▸ **Short problem**:
Write out the part of the records that opens with the line containing "Can you spot the white" and closes with the line containing "x=420, y=93", swapping "thickest" for "widest" and keeping everything else the same.

Entries from a pointing dataset
┏━━
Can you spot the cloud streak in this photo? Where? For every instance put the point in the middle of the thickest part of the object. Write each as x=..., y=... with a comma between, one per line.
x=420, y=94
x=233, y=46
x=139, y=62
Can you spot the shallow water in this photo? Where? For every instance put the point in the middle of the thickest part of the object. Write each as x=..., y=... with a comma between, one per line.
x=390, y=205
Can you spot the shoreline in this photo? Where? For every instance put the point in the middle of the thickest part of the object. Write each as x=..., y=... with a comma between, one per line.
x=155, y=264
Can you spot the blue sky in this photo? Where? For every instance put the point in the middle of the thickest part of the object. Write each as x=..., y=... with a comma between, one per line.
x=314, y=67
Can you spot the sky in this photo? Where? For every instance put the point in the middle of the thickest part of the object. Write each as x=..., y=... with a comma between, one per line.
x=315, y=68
┗━━
┏━━
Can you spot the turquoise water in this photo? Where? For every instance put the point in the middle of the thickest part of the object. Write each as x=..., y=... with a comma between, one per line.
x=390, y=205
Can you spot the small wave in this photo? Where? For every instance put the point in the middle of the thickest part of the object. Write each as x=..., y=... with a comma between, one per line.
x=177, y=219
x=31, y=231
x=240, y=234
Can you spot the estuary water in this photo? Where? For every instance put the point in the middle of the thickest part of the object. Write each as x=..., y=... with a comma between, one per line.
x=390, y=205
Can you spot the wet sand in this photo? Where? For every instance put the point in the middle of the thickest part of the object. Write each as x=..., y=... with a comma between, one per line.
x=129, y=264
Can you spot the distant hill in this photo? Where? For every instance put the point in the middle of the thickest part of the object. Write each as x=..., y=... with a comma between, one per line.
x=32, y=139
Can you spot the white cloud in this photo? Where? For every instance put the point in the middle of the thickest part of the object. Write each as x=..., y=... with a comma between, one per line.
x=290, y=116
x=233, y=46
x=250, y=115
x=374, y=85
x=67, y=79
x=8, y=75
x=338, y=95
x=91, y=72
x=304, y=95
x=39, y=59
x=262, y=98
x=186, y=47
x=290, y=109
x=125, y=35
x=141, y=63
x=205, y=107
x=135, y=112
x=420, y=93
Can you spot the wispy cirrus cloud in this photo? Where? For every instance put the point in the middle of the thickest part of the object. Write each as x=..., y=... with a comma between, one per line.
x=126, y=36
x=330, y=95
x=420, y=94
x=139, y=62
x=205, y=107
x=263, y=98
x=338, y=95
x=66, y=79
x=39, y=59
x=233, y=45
┗━━
▸ **The completed task**:
Can you spot the white cloud in this photo? Where? For every instance put the point in the middle of the widest part of the object. Write each as x=..., y=... with a comma between, one per line.
x=290, y=116
x=233, y=46
x=250, y=115
x=374, y=85
x=67, y=79
x=8, y=75
x=338, y=95
x=91, y=72
x=304, y=95
x=39, y=59
x=262, y=98
x=186, y=47
x=290, y=109
x=125, y=35
x=141, y=63
x=205, y=107
x=135, y=112
x=420, y=93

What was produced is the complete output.